[Records drawn from a dataset]

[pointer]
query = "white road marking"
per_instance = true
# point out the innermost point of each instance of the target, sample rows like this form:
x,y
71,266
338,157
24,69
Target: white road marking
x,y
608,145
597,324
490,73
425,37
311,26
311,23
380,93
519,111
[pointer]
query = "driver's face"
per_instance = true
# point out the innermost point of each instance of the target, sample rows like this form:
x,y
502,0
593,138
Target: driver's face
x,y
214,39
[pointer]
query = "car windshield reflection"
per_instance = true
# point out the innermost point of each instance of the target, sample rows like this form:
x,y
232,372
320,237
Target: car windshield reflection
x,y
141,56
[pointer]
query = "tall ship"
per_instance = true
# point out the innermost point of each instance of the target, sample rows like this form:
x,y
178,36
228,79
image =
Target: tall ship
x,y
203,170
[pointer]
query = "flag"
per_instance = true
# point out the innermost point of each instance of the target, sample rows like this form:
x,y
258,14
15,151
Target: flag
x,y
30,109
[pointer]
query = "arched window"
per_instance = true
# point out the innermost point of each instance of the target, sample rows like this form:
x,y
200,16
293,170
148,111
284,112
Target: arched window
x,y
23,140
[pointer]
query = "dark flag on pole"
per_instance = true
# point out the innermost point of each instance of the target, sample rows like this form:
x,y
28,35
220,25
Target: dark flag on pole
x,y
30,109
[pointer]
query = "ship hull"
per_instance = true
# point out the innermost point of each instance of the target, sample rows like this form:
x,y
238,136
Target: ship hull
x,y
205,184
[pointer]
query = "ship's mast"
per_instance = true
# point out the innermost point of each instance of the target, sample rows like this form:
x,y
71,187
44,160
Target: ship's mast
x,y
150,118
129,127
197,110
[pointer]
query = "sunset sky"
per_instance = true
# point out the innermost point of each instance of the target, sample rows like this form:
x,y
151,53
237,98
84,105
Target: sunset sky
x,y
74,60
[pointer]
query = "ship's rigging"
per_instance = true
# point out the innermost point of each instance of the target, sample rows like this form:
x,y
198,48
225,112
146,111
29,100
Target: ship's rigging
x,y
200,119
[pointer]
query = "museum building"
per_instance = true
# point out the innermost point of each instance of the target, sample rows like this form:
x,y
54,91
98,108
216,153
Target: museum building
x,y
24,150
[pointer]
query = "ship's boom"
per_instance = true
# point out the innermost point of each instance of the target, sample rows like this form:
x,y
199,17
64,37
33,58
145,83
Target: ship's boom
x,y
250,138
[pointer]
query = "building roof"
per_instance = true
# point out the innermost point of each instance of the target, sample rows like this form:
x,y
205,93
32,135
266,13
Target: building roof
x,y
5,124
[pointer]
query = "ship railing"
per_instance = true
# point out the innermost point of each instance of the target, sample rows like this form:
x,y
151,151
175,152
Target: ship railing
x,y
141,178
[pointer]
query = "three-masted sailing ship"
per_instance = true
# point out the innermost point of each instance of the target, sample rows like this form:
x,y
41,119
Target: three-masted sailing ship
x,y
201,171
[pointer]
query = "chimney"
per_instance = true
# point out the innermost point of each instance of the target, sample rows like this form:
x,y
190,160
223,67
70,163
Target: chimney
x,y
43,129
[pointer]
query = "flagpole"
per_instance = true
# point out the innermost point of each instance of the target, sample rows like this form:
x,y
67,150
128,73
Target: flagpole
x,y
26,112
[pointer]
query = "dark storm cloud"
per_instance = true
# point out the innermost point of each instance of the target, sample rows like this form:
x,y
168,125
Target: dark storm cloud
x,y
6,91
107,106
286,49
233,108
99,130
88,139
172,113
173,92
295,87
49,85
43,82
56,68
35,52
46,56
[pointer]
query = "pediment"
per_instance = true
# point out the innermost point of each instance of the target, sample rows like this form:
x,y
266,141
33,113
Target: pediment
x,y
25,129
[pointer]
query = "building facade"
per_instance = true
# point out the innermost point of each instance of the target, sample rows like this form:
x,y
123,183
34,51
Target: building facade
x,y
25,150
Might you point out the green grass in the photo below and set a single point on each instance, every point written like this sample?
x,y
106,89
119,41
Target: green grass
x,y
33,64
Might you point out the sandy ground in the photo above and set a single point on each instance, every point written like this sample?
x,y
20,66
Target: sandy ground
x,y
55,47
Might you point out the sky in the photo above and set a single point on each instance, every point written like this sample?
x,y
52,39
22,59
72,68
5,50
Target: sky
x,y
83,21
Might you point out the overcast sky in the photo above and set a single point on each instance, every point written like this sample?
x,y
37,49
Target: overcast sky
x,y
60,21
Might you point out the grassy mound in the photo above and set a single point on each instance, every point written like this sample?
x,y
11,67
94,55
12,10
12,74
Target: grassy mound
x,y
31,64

* **Task prompt**: What you output should match every line above exactly.

* **Exercise solution**:
[pointer]
query = "white road marking"
per_instance = true
# point out the innermost point of each instance of the target, sample rows like this form:
x,y
71,266
338,157
24,69
Target: white road marking
x,y
608,145
597,324
490,73
425,37
311,26
311,23
380,93
519,111
[pointer]
query = "driver's face"
per_instance = true
# point out the innermost point of each instance of the target, sample rows like this form:
x,y
502,0
593,138
Target: driver's face
x,y
214,39
[pointer]
query = "car windshield reflection"
per_instance = true
# point out the innermost point of each instance of the target, sample rows like this form:
x,y
232,372
320,237
Target: car windshield reflection
x,y
141,56
[pointer]
query = "tall ship"
per_instance = true
# point out the innermost point of each instance of the target, sample rows like this form:
x,y
178,36
228,79
image =
Target: tall ship
x,y
203,170
[pointer]
query = "flag"
per_instance = true
# point out the innermost point of each instance of the target, sample rows like this form:
x,y
258,14
15,151
Target: flag
x,y
30,109
[pointer]
query = "arched window"
per_instance = true
# point out the innermost point of each instance of the target, sample rows like this form:
x,y
200,16
293,170
148,111
284,112
Target: arched window
x,y
23,140
[pointer]
query = "dark flag on pole"
per_instance = true
# point out the innermost point of each instance of the target, sample rows like this form:
x,y
28,35
220,25
Target: dark flag on pole
x,y
30,109
[pointer]
query = "ship hull"
per_instance = true
# point out the innermost point of each instance of the target, sample rows like this form:
x,y
238,136
Target: ship hull
x,y
205,184
[pointer]
query = "ship's mast"
per_instance = true
# point out the innermost point of each instance of the target, sample rows like this form:
x,y
71,187
44,160
Target: ship's mast
x,y
150,118
129,127
197,110
[pointer]
query = "sunset sky"
per_instance = true
# point out the innermost point of each instance of the target, sample rows like this form:
x,y
151,53
237,98
84,105
Target: sunset sky
x,y
74,60
[pointer]
query = "ship's rigging"
per_instance = true
# point out the innermost point of each instance of the target, sample rows like this form:
x,y
198,48
225,112
146,111
29,100
Target: ship's rigging
x,y
200,119
[pointer]
query = "museum building"
per_instance = true
# point out the innermost point of each instance of the target, sample rows like this form:
x,y
54,91
98,108
216,153
Target: museum building
x,y
24,150
[pointer]
query = "ship's boom"
per_instance = true
# point out the innermost point of each instance of the target, sample rows like this form:
x,y
199,17
64,37
33,58
145,83
Target: ship's boom
x,y
250,138
[pointer]
query = "building roof"
per_instance = true
# point out the innermost point of each instance of the target, sample rows like this form:
x,y
205,93
32,135
266,13
Target: building roof
x,y
5,124
[pointer]
query = "ship railing"
per_instance = true
# point out the innermost point of each instance of the target, sample rows like this form:
x,y
151,151
175,152
Target: ship railing
x,y
141,178
[pointer]
query = "three-masted sailing ship"
per_instance = true
# point out the innermost point of each instance of the target, sample rows like this form:
x,y
41,119
Target: three-masted sailing ship
x,y
201,171
[pointer]
query = "chimney"
per_instance = true
# point out the innermost point of each instance of the target, sample rows like this form:
x,y
190,160
223,67
70,163
Target: chimney
x,y
43,129
[pointer]
query = "flagpole"
per_instance = true
# point out the innermost point of each instance of the target, sample rows like this form:
x,y
67,150
128,73
Target: flagpole
x,y
26,112
[pointer]
query = "dark storm cloud"
per_instance = true
# point out the innermost point of each instance of the target, sample rows like this form:
x,y
168,125
Target: dark storm cloud
x,y
6,91
107,106
286,49
233,108
99,130
88,139
172,113
173,92
295,87
49,85
43,82
56,68
35,52
46,56
[pointer]
query = "pediment"
per_instance = true
# point out the innermost point of each instance of the target, sample rows like this form:
x,y
266,141
33,113
Target: pediment
x,y
25,129
[pointer]
query = "building facade"
per_instance = true
# point out the innermost point of each instance of the target, sample rows like this form:
x,y
123,183
34,51
Target: building facade
x,y
25,150
Might you point out the green grass in the photo below and set a single point on each instance, every point written like this sample?
x,y
106,89
119,41
Target: green grass
x,y
33,64
Might you point out the sandy ground in the photo above and set a single point on each instance, every point written like this sample?
x,y
20,66
Target: sandy ground
x,y
55,47
Might you point out the sky in the photo above and set a single point on each instance, every point written like this sample?
x,y
52,39
22,59
72,68
5,50
Target: sky
x,y
83,21
Might you point out the overcast sky in the photo above and set a single point on each instance, every point written like this sample?
x,y
37,49
Target: overcast sky
x,y
60,21
Might you point out the grassy mound in the photo above and set a single point on each instance, every point written like this sample?
x,y
11,67
94,55
12,10
12,74
Target: grassy mound
x,y
31,64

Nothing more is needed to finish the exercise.